Excerpted passage.
The truth about him, one that he didn’t realise, was that he had a lot of conviction. He was tortured by his self-consciousnesses and how it presented itself as the only source of knowledge. How it discounted all of the times when his sense of what was right had taken the leap and landed on the other side. He had forgotten that while the landing had always kicked up an initial plume of dust, the dust always dispersed and the path would clear. He was generally vindicated. Vindicated because it was the leaping that continued to sustain him. By reminding him that he was alive and that life was to be lived and that to live required the willingness of faith.
But of course he was vindicated, we almost always are, eventually. Our memories are fallible, our minds flexible, and we have a great ability of re-arranging the furniture of our conceptions to match whatever new position we find ourselves in. When someone tells us that ‘everything will work out’ they are right. Not in some specific, calculable way, where a formula is applied and the hoped for, ‘yes everything worked out’, is weighed up against whatever imaginary benchmark we set. No, ‘everything works out’ because our minds, which are inherently optimistic, reconstitute our frames of reference, tying in a narrative that makes it feel as though this was all part of the plan. That whatever happened, happened for the best. As Dostoevsky said, “Man is a creature that can get accustomed to anything”.

What you should do.
Reproduce the passage about conviction and vindication word for word, starting with "The truth about" and going on through "willingness of faith.".

Excerpts from a dataset:

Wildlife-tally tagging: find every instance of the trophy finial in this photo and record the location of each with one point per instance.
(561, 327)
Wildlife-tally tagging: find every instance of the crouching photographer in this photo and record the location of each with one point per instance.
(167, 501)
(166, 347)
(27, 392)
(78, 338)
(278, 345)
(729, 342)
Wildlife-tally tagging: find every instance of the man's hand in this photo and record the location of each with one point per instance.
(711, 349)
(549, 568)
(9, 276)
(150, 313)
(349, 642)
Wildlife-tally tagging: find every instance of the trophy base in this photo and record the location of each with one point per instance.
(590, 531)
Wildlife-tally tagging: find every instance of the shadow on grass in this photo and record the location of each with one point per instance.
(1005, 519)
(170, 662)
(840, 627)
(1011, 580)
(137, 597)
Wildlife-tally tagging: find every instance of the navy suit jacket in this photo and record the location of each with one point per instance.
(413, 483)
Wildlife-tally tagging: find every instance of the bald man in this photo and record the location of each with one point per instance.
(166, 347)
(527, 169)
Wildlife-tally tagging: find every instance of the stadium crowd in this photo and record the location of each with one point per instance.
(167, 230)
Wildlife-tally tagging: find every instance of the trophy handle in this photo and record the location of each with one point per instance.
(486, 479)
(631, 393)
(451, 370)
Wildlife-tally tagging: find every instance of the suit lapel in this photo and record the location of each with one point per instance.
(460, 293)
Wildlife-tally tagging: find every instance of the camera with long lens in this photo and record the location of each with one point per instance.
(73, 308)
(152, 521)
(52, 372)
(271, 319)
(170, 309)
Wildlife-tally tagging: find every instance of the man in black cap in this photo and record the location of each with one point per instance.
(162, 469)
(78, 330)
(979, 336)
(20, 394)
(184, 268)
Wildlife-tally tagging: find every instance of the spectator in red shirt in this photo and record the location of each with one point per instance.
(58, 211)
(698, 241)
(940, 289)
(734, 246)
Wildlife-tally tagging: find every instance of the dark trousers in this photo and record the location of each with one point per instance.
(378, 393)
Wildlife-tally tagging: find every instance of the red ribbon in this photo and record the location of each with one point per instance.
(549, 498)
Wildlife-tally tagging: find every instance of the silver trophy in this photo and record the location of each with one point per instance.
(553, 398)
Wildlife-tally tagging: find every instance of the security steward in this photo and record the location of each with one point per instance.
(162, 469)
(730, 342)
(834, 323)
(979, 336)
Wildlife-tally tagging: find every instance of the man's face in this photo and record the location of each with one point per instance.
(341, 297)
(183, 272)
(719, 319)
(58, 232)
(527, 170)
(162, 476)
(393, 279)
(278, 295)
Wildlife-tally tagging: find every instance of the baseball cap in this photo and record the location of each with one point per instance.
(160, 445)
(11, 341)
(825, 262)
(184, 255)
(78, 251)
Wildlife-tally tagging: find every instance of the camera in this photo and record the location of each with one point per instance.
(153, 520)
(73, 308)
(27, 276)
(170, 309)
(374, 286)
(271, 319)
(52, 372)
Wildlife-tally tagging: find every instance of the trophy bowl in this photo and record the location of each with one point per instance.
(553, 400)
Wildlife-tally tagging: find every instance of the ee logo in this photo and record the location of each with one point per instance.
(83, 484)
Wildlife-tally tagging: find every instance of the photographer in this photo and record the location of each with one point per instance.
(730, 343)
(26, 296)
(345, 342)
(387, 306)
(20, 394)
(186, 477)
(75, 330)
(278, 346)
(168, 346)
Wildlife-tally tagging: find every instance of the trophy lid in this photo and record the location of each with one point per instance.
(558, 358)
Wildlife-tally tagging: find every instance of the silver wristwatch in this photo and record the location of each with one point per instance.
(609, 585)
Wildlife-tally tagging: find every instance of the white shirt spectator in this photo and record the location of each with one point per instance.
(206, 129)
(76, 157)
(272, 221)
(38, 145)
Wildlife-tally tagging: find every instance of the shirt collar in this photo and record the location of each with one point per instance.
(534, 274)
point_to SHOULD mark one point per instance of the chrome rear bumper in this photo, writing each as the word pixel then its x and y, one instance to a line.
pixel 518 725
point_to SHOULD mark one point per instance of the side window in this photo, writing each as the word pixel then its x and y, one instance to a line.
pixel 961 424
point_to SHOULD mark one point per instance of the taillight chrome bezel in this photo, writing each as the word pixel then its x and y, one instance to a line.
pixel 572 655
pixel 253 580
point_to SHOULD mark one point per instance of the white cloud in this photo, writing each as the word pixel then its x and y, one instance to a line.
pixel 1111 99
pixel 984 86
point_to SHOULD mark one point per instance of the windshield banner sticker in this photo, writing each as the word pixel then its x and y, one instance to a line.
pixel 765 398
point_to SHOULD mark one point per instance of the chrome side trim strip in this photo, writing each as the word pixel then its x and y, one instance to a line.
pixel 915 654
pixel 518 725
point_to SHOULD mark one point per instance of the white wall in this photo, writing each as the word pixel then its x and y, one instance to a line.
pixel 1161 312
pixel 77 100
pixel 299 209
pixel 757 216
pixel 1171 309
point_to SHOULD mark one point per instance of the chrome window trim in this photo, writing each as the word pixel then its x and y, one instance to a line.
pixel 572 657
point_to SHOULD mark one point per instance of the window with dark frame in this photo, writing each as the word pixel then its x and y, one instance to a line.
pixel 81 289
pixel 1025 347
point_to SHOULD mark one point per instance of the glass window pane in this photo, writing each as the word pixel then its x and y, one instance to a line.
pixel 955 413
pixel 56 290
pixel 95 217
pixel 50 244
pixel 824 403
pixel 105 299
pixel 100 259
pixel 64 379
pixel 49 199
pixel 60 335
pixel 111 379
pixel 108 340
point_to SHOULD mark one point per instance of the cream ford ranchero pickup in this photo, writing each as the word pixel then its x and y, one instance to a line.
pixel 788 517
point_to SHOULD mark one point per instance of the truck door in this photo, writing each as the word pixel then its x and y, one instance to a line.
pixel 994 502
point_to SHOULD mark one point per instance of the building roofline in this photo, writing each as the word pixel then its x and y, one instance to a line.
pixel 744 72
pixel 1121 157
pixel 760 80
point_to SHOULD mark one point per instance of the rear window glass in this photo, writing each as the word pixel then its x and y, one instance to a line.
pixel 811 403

Answer to this problem.
The truth about him, one that he didn’t realise, was that he had a lot of conviction. He was tortured by his self-consciousnesses and how it presented itself as the only source of knowledge. How it discounted all of the times when his sense of what was right had taken the leap and landed on the other side. He had forgotten that while the landing had always kicked up an initial plume of dust, the dust always dispersed and the path would clear. He was generally vindicated. Vindicated because it was the leaping that continued to sustain him. By reminding him that he was alive and that life was to be lived and that to live required the willingness of faith.